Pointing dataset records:
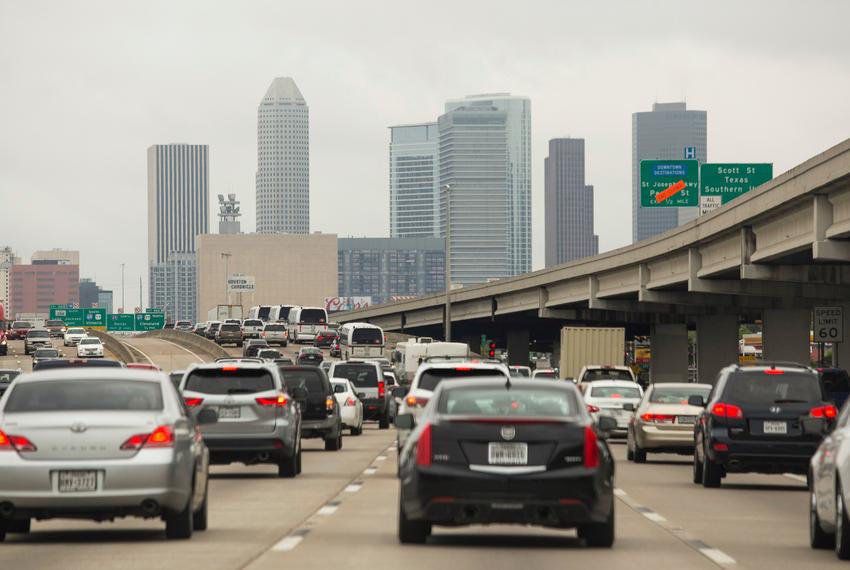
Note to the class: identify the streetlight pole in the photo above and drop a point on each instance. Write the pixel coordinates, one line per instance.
(447, 322)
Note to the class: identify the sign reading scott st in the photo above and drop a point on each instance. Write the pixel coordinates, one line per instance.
(669, 183)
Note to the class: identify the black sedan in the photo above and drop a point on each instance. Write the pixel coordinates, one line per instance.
(486, 451)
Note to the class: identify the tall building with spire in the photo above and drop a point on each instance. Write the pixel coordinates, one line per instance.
(283, 160)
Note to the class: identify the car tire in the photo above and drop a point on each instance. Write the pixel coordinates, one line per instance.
(599, 535)
(818, 539)
(411, 531)
(711, 473)
(178, 526)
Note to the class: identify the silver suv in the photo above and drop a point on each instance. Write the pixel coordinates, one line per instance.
(258, 420)
(101, 444)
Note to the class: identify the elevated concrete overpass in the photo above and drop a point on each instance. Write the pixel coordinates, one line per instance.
(771, 254)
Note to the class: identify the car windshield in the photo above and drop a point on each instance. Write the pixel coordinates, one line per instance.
(758, 387)
(615, 392)
(360, 375)
(433, 376)
(605, 374)
(222, 381)
(516, 401)
(362, 335)
(84, 395)
(665, 395)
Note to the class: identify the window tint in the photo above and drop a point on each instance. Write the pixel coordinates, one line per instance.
(240, 381)
(84, 395)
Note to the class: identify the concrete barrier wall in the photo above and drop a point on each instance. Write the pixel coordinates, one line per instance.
(197, 344)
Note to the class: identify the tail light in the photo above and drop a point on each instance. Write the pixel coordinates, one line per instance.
(828, 412)
(16, 442)
(591, 448)
(658, 418)
(273, 401)
(163, 436)
(423, 447)
(722, 410)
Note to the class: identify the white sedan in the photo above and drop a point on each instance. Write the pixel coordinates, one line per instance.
(90, 346)
(349, 404)
(73, 335)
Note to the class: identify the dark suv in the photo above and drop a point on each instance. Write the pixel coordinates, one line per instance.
(320, 413)
(752, 421)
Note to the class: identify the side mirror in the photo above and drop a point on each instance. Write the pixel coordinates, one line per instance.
(696, 400)
(407, 421)
(207, 416)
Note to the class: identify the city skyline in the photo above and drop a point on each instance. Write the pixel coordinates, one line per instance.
(575, 81)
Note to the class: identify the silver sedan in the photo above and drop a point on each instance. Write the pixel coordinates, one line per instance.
(100, 444)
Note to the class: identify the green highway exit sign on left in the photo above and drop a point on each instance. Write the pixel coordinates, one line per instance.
(669, 183)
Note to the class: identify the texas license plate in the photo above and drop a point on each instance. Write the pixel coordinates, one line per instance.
(507, 453)
(229, 413)
(775, 427)
(77, 481)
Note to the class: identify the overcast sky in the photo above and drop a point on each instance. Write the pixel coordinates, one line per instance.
(86, 87)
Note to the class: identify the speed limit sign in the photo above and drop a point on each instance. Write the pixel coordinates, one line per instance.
(828, 324)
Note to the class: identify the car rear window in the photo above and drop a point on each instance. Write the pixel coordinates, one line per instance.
(85, 395)
(433, 376)
(676, 395)
(360, 375)
(758, 387)
(220, 381)
(499, 401)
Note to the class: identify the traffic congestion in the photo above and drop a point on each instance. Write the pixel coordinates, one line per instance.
(477, 443)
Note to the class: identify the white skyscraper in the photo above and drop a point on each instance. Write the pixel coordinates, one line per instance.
(283, 160)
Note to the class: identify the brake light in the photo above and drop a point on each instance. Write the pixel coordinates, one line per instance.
(658, 418)
(423, 447)
(828, 412)
(279, 401)
(163, 436)
(591, 448)
(722, 410)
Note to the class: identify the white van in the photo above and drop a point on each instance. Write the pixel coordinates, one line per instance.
(361, 340)
(306, 322)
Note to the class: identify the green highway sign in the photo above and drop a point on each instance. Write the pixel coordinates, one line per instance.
(120, 322)
(149, 321)
(669, 183)
(722, 183)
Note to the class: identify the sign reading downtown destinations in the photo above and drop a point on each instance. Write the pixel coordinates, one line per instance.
(669, 183)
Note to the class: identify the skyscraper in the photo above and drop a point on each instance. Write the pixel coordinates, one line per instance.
(485, 156)
(568, 204)
(414, 181)
(178, 211)
(663, 134)
(283, 160)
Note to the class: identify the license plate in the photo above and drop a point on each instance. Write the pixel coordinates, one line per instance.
(507, 453)
(775, 427)
(77, 481)
(231, 413)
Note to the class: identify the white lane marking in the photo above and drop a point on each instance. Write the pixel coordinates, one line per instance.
(288, 543)
(717, 556)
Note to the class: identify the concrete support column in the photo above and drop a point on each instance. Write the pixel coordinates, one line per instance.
(669, 362)
(717, 345)
(518, 352)
(786, 334)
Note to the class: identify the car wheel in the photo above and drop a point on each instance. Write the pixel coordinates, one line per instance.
(199, 518)
(410, 531)
(179, 525)
(818, 539)
(710, 473)
(599, 535)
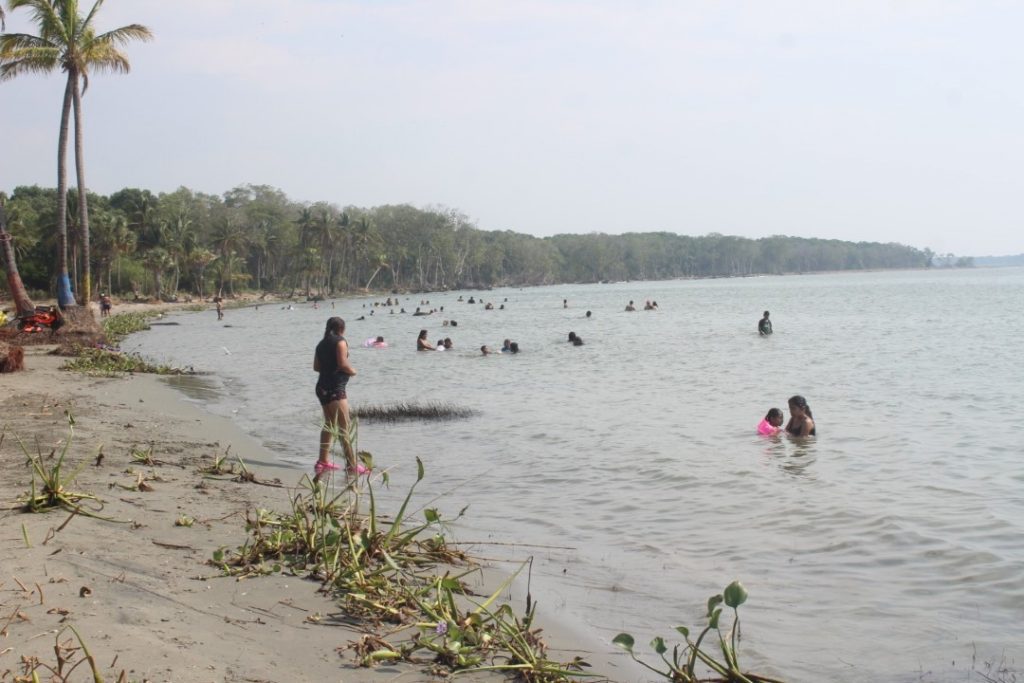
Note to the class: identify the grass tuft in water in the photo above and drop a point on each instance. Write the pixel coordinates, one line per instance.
(410, 411)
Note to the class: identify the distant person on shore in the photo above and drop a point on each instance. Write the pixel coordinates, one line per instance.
(331, 360)
(771, 424)
(421, 342)
(801, 421)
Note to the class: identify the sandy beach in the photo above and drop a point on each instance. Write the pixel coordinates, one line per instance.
(139, 590)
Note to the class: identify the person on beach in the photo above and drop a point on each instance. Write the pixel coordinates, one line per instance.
(801, 421)
(421, 342)
(331, 360)
(771, 424)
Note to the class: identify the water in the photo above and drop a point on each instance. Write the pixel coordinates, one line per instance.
(889, 548)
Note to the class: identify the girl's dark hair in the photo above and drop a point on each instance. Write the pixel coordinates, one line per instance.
(801, 402)
(334, 326)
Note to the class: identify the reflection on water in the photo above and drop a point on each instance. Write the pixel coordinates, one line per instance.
(887, 546)
(200, 388)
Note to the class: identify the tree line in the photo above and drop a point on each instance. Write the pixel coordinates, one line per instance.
(254, 237)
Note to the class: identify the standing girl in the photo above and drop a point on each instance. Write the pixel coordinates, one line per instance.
(331, 360)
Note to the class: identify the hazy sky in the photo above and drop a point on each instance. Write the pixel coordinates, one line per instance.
(860, 120)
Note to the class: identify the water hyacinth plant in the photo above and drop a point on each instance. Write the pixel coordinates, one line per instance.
(400, 412)
(682, 667)
(389, 569)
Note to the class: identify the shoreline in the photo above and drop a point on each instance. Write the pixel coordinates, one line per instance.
(139, 590)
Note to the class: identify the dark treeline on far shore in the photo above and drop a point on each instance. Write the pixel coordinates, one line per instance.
(254, 237)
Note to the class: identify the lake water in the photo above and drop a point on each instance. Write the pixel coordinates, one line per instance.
(889, 548)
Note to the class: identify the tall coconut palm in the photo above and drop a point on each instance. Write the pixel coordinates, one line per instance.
(17, 293)
(68, 40)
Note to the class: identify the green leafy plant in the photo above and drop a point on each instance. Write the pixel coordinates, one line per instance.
(682, 666)
(49, 486)
(105, 363)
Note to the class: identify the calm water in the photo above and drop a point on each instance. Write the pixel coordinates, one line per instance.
(889, 548)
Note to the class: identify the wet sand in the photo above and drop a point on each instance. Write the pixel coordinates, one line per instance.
(139, 589)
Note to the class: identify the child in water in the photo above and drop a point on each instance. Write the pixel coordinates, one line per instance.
(771, 424)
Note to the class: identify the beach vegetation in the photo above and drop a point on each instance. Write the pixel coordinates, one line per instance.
(105, 363)
(70, 653)
(118, 327)
(68, 40)
(397, 569)
(689, 663)
(50, 485)
(173, 246)
(408, 411)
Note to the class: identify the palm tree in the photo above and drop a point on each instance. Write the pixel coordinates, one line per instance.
(17, 293)
(69, 40)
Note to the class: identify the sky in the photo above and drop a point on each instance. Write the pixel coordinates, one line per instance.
(896, 121)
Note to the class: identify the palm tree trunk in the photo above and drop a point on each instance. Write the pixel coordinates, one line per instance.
(65, 296)
(17, 293)
(83, 205)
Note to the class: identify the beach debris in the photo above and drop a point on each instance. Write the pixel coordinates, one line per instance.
(11, 357)
(399, 412)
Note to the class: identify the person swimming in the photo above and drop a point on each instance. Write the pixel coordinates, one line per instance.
(771, 423)
(801, 421)
(422, 344)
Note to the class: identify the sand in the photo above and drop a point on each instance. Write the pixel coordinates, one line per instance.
(139, 590)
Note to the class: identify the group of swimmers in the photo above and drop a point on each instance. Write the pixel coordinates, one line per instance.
(801, 421)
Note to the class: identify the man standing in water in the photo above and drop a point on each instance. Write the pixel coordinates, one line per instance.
(331, 360)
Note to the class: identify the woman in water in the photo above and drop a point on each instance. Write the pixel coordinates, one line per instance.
(421, 342)
(801, 421)
(331, 360)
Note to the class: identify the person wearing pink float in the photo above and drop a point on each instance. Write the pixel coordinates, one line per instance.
(331, 360)
(771, 424)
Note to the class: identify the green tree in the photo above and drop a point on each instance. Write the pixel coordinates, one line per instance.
(68, 40)
(17, 293)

## Task requirements
Quote the line that contains "Note to the class: identify the group" and each line after it through the end of the data, exactly, leaving out everything else.

## The completed task
Note to the class: identify the group of swimmers in the photo above and drop a point on each instance. Write the pixel coordinates, one line per instance.
(801, 421)
Note to the class: identify the man standing in water in the photo above and drop a point on each instance. Write the pixel coordinates, one line per instance.
(331, 360)
Note to the class: identify the woman in water in the photo above and drop a point on each instance. Write the pixel coordinates, one line per instance.
(421, 342)
(801, 421)
(331, 360)
Note to the class: identify the person wearing pink float in the photo above and drop a point on each instance. Write the pixel coordinates, one line per instance.
(331, 360)
(771, 424)
Note to the class: identify the green tree in the photo above and drop a point on each instance. Write the pixel coordinates, one line per instance.
(68, 40)
(17, 293)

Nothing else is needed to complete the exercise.